*Requirement:*
Return each line of the listing below that contains the string "basketball". Case counts: a line qualifies only if its capitalization matches.

*Data for this exercise:*
┄┄┄┄┄┄┄┄┄┄┄┄┄┄┄┄┄┄┄┄

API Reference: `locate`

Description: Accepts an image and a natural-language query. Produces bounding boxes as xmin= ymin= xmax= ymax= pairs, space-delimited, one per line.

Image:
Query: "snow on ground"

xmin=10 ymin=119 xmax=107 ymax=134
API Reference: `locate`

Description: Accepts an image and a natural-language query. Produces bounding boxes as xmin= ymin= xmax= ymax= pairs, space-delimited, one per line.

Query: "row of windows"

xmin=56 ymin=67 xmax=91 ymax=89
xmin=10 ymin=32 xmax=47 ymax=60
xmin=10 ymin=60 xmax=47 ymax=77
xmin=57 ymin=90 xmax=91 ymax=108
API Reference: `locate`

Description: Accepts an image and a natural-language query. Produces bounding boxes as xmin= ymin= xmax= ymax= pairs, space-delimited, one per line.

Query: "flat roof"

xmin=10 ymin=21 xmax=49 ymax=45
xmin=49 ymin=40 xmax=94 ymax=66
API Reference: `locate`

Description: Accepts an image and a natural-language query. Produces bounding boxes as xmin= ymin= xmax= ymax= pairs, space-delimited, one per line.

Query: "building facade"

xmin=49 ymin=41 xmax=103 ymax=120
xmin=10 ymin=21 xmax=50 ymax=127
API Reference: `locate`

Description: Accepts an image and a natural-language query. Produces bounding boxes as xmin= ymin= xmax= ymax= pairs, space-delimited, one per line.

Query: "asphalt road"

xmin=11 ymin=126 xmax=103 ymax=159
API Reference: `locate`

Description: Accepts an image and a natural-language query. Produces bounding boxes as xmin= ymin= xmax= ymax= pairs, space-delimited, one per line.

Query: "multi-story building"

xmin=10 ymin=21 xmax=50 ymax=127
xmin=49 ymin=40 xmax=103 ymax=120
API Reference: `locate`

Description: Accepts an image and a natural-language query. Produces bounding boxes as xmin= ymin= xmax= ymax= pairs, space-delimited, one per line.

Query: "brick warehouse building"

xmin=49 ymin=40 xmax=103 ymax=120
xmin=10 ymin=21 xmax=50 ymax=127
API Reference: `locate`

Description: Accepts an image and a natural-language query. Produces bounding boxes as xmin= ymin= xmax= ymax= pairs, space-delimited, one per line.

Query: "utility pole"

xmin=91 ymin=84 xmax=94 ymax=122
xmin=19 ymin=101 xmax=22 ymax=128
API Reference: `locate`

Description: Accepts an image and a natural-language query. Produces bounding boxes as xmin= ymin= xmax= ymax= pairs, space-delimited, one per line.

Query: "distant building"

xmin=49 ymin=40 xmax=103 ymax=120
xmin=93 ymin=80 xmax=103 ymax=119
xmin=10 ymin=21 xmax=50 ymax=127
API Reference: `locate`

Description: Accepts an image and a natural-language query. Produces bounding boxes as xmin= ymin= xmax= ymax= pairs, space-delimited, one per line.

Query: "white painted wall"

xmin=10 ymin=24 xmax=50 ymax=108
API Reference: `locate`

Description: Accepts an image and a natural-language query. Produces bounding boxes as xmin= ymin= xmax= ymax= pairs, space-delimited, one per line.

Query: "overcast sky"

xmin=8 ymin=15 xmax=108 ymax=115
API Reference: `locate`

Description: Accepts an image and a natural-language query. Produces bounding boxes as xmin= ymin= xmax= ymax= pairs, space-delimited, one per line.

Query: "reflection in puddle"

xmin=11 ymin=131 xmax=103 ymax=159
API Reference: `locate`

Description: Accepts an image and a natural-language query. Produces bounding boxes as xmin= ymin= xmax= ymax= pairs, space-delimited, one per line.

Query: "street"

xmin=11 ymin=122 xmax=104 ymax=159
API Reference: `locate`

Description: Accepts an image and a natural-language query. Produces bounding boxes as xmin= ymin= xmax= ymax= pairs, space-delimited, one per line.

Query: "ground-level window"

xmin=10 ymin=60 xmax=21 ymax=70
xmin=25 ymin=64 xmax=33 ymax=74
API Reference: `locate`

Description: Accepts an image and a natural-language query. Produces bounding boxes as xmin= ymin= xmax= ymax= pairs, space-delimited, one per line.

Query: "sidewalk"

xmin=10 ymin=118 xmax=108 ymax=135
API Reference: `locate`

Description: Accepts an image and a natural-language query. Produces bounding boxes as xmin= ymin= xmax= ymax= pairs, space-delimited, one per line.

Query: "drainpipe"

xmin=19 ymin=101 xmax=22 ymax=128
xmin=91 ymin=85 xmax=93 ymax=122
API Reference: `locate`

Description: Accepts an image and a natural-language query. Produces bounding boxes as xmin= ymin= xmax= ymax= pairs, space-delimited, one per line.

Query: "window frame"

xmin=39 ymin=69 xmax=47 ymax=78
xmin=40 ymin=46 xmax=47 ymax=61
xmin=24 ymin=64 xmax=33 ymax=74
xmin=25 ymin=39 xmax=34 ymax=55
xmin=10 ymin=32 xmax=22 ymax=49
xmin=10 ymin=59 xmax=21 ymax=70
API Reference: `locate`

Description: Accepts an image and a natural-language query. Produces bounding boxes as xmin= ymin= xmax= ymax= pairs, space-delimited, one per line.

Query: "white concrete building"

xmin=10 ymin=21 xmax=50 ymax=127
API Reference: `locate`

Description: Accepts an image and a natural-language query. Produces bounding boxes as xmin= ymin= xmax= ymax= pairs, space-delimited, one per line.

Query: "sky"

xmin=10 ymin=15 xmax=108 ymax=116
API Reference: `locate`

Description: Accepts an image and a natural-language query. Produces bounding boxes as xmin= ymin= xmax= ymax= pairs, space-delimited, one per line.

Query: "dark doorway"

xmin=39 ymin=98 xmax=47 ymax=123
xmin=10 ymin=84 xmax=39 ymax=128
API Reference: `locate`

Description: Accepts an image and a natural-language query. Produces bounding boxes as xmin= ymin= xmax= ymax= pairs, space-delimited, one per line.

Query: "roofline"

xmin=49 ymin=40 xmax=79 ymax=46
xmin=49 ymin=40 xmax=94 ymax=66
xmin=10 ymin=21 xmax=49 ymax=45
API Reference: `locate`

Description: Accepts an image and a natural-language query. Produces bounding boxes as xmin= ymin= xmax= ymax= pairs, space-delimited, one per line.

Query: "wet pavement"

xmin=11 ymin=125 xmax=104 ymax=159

┄┄┄┄┄┄┄┄┄┄┄┄┄┄┄┄┄┄┄┄

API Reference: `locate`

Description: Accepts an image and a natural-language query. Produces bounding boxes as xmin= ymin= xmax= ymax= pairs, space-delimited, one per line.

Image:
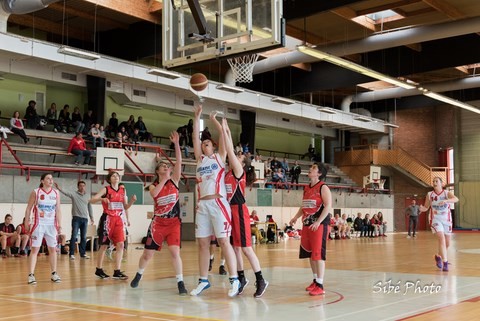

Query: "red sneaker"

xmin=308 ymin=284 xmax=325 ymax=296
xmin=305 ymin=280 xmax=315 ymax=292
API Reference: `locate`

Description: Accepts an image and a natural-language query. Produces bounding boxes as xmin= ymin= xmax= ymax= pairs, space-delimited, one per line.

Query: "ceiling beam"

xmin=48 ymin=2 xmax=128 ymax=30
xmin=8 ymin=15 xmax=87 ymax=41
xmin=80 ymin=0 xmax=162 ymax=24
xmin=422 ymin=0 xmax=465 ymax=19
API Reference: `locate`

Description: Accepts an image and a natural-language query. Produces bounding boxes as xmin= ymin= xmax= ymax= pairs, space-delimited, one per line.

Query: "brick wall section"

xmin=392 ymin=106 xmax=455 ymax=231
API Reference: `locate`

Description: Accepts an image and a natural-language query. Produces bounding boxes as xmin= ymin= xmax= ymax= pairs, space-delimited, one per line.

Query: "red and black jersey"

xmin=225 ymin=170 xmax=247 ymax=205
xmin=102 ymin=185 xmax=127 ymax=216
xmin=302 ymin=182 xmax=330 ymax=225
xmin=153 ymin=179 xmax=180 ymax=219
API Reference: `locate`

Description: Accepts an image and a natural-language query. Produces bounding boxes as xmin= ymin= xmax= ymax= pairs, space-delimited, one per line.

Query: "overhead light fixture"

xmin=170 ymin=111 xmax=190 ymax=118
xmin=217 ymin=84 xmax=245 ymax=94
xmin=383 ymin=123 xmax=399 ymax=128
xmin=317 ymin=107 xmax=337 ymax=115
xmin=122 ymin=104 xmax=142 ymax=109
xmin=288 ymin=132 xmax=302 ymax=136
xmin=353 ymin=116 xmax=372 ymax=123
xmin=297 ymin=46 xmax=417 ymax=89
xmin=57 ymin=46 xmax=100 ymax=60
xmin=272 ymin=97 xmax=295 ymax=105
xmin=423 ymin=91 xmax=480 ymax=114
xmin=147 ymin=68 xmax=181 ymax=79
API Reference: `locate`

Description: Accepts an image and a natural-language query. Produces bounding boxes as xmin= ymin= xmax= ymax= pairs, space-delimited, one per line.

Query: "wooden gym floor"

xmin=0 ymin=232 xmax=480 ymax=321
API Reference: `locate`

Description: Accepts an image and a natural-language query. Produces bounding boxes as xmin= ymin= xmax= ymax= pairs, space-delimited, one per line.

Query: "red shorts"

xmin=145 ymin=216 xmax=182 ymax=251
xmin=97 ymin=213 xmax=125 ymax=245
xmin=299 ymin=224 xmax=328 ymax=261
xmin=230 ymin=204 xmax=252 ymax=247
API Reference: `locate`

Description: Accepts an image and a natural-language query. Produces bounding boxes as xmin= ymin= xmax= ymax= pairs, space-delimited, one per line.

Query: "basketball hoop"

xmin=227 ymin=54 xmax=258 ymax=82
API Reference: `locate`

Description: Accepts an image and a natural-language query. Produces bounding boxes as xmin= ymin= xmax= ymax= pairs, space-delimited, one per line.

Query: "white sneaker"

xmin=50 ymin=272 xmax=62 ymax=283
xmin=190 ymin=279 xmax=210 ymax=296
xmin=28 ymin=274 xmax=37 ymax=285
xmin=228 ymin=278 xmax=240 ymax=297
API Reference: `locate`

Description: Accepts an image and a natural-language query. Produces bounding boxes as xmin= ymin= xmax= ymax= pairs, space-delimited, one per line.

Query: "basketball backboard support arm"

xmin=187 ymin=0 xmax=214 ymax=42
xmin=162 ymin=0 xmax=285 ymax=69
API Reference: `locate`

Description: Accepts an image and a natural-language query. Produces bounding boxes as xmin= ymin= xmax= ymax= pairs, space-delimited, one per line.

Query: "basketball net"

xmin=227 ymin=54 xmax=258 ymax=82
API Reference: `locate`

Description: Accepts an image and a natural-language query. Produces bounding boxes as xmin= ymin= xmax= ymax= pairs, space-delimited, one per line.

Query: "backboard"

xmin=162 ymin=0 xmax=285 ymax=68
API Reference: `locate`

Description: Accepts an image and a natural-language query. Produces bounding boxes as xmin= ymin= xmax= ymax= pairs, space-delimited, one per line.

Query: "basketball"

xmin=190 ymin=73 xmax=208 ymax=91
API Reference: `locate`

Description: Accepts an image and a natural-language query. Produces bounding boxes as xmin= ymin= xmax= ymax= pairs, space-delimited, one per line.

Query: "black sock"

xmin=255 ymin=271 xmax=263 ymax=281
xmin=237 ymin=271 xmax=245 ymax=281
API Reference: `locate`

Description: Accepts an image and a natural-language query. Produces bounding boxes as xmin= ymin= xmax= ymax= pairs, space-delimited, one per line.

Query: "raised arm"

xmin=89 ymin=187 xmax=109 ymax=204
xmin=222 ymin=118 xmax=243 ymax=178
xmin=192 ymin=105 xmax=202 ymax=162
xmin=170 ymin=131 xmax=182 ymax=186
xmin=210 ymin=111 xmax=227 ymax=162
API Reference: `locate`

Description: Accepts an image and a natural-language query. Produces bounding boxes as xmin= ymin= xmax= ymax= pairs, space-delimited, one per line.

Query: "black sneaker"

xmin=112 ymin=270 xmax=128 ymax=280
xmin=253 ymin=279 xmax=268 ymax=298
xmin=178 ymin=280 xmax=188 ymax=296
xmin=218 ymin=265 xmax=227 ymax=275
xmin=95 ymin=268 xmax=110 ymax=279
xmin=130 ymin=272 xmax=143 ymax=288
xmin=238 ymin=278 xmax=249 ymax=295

┄┄┄┄┄┄┄┄┄┄┄┄┄┄┄┄┄┄┄┄

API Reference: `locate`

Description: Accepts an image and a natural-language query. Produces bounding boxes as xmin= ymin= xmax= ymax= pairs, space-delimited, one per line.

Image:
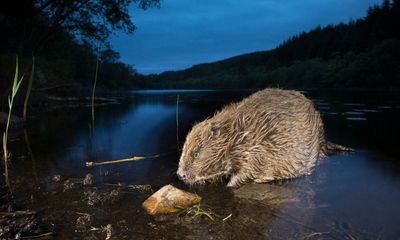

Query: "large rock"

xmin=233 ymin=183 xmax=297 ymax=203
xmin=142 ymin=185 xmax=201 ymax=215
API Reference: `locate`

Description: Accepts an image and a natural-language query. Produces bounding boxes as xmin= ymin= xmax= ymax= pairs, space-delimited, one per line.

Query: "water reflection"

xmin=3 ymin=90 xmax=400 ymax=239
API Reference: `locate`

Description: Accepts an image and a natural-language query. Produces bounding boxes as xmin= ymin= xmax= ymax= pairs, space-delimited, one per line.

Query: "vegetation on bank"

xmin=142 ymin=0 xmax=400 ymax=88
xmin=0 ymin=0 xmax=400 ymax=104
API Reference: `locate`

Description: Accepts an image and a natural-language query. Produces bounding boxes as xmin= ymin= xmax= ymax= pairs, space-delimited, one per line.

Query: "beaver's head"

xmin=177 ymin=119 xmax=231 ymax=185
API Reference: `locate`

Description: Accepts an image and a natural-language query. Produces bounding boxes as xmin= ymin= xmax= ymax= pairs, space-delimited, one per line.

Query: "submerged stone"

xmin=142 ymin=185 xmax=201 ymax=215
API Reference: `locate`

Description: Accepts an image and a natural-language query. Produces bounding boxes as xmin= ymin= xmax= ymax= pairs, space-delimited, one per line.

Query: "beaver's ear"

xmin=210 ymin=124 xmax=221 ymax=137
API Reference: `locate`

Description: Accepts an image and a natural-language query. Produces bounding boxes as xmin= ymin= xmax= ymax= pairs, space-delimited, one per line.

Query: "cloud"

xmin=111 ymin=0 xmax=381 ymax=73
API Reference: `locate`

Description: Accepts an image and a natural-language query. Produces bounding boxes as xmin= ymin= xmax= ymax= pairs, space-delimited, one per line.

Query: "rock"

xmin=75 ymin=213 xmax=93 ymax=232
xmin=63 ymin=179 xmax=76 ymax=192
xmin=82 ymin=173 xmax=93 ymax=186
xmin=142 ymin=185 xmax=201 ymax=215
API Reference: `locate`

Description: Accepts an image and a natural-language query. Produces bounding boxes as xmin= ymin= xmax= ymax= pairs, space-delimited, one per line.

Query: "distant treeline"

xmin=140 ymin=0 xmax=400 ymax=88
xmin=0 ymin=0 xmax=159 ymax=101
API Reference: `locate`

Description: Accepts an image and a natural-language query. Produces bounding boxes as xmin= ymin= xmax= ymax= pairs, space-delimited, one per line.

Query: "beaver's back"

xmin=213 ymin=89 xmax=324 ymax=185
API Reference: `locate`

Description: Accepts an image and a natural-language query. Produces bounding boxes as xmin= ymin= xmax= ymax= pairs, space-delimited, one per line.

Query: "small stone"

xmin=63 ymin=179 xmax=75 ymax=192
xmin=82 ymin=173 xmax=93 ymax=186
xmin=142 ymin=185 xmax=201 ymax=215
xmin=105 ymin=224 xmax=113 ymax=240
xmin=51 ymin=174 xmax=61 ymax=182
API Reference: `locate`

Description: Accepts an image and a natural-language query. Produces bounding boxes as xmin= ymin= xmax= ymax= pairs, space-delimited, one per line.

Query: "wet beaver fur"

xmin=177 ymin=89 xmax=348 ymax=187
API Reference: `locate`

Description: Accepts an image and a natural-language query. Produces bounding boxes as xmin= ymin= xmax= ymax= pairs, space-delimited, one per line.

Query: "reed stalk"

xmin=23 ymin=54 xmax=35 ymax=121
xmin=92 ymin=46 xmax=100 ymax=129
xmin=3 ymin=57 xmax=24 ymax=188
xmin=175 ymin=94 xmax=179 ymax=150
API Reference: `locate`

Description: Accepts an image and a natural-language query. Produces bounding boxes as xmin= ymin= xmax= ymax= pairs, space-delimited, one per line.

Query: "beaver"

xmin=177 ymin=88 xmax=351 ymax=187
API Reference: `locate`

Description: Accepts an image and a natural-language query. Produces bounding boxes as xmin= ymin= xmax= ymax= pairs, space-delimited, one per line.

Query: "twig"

┄┄┄┄┄┄┄┄┄┄┄┄┄┄┄┄┄┄┄┄

*Expected answer:*
Query: "basketball hoop"
Query: "basketball backboard support arm"
Query: "basketball net"
Query: "basketball"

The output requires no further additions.